GOAL OF THE EXERCISE: Return every item below line for line without changes, leaving out the pictures.

[BEGIN INFORMATION SUPPLIED]

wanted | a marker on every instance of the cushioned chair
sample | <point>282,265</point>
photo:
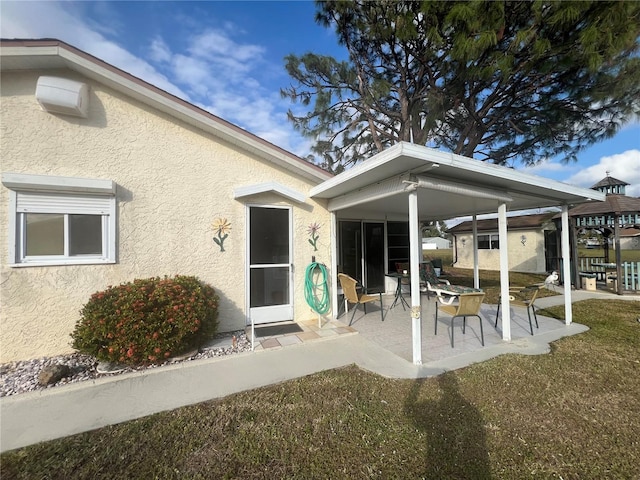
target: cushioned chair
<point>445,292</point>
<point>523,297</point>
<point>468,305</point>
<point>348,285</point>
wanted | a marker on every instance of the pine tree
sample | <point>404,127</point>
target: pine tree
<point>500,81</point>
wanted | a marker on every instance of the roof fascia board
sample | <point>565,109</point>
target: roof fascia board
<point>359,169</point>
<point>384,189</point>
<point>499,171</point>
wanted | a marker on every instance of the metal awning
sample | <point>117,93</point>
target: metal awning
<point>416,183</point>
<point>381,184</point>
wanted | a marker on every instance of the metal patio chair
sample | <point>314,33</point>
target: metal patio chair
<point>523,297</point>
<point>468,305</point>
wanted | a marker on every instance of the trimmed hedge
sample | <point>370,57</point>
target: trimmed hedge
<point>148,320</point>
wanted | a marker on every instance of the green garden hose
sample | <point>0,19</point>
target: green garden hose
<point>317,294</point>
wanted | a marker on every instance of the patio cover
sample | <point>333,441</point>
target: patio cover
<point>413,182</point>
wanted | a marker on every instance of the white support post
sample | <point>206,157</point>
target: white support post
<point>476,263</point>
<point>504,272</point>
<point>566,266</point>
<point>415,255</point>
<point>334,266</point>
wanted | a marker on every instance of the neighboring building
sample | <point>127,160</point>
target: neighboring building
<point>435,243</point>
<point>531,243</point>
<point>107,178</point>
<point>617,220</point>
<point>630,238</point>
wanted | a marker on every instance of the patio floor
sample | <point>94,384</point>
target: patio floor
<point>395,334</point>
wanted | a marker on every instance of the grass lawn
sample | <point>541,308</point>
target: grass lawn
<point>571,414</point>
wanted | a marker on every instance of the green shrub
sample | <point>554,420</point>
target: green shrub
<point>148,320</point>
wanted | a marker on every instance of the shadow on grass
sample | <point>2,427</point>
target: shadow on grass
<point>454,428</point>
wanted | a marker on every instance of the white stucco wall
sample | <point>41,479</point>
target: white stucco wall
<point>172,182</point>
<point>527,257</point>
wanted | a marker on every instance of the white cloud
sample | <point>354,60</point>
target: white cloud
<point>623,166</point>
<point>63,21</point>
<point>159,51</point>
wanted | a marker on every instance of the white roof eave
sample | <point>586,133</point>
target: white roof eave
<point>405,158</point>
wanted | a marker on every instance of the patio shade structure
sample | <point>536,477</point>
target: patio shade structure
<point>416,183</point>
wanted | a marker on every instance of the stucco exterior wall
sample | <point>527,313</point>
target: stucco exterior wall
<point>172,180</point>
<point>527,257</point>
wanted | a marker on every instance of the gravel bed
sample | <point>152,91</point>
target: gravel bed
<point>22,376</point>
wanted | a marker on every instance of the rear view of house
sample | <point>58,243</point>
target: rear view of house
<point>106,178</point>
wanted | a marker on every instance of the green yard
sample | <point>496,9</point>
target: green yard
<point>571,414</point>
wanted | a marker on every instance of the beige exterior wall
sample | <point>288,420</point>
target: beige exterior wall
<point>172,180</point>
<point>527,257</point>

[END INFORMATION SUPPLIED]

EXERCISE ANSWER:
wanted | a marker on every instance of the cushioned chair
sample | <point>282,265</point>
photo:
target: cushioned chair
<point>445,292</point>
<point>523,297</point>
<point>468,305</point>
<point>348,285</point>
wanted | a marker on every instance of the pine tree
sample | <point>404,127</point>
target: pine tree
<point>500,81</point>
wanted | a marker on every instance of the roof fascia board
sample | <point>565,109</point>
target: roof fascia board
<point>359,169</point>
<point>384,189</point>
<point>499,171</point>
wanted | a marker on every instance of the metal awning
sample | <point>117,93</point>
target: metal awning
<point>416,183</point>
<point>381,184</point>
wanted | a marker on every instance of the metal patio chair
sample | <point>314,33</point>
target: metal patio chair
<point>523,297</point>
<point>468,305</point>
wanted | a marker on every instance of the trimmed hedge
sample | <point>370,57</point>
target: trimmed hedge
<point>148,320</point>
wanted | a marker on every instance of the green garden hose
sample | <point>0,19</point>
target: green garden hose
<point>317,294</point>
wanted | a marker on every instance of the patio cover
sample | <point>333,441</point>
target: patio cover
<point>413,182</point>
wanted | a marker on every instance of the white support post
sample | <point>206,157</point>
target: white support post
<point>476,263</point>
<point>504,272</point>
<point>566,266</point>
<point>415,255</point>
<point>334,266</point>
wanted | a marker on every instance of the neighboring building
sample | <point>127,160</point>
target: neighboring building
<point>435,243</point>
<point>531,243</point>
<point>107,178</point>
<point>617,220</point>
<point>630,238</point>
wanted | a marker on every instance of the patio floor
sample | <point>94,384</point>
target: patio floor
<point>395,334</point>
wanted | a marker on every instance of the grass lawn
sample | <point>541,308</point>
target: grass lawn
<point>571,414</point>
wanted | a marker on every instance of the green shrub
sample | <point>554,420</point>
target: green shrub
<point>148,320</point>
wanted | a marker on every instance of the shadow on grass
sample | <point>2,427</point>
target: shadow on grass
<point>454,428</point>
wanted | a marker on every instance of the white stucco wall
sample | <point>41,479</point>
target: white stucco wall
<point>172,182</point>
<point>527,257</point>
wanted | a marker on every instance of the white cloud
sample | <point>354,60</point>
target: white cloud
<point>623,166</point>
<point>63,21</point>
<point>159,51</point>
wanted | a marker on every instance of the white roof eave
sample | <point>586,133</point>
target: white roof eave
<point>405,158</point>
wanted | a marker on every instance of the patio shade structure
sample | <point>536,477</point>
target: patio shade structure
<point>416,183</point>
wanted | a marker on every instance of the stucco exterior wall
sample | <point>527,313</point>
target: stucco exterior wall
<point>172,180</point>
<point>527,257</point>
wanted | a marker on every instance of the gravel bed
sample | <point>152,91</point>
target: gravel bed
<point>22,376</point>
wanted | a marker on every instance of the rear view of house
sample | <point>58,243</point>
target: rear view of house
<point>106,178</point>
wanted | a marker on every instance of the green yard
sample | <point>496,9</point>
target: green yard
<point>571,414</point>
wanted | a marker on every instance of the beige exterior wall
sample | <point>288,420</point>
target: beige exterior wall
<point>172,180</point>
<point>527,257</point>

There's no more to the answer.